### Aim
Transcribe the whole listing without a single picture.

### Task input
··········

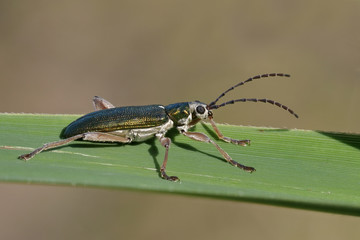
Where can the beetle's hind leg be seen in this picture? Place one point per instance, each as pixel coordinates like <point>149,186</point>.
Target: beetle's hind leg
<point>227,139</point>
<point>49,146</point>
<point>165,142</point>
<point>89,136</point>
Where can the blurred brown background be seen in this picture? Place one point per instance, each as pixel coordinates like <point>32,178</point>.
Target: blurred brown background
<point>56,55</point>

··········

### Exercise solution
Where can the beetle's hind leg be seen in this picture? Place one point per instance, each as pixel coordinates like <point>149,186</point>.
Target: beetle's hind leg
<point>227,139</point>
<point>49,146</point>
<point>165,142</point>
<point>89,136</point>
Where can the blurred brown background be seen in this picture? Place one point per instance, each as pixel coordinates like <point>32,178</point>.
Target: blurred brown background
<point>56,55</point>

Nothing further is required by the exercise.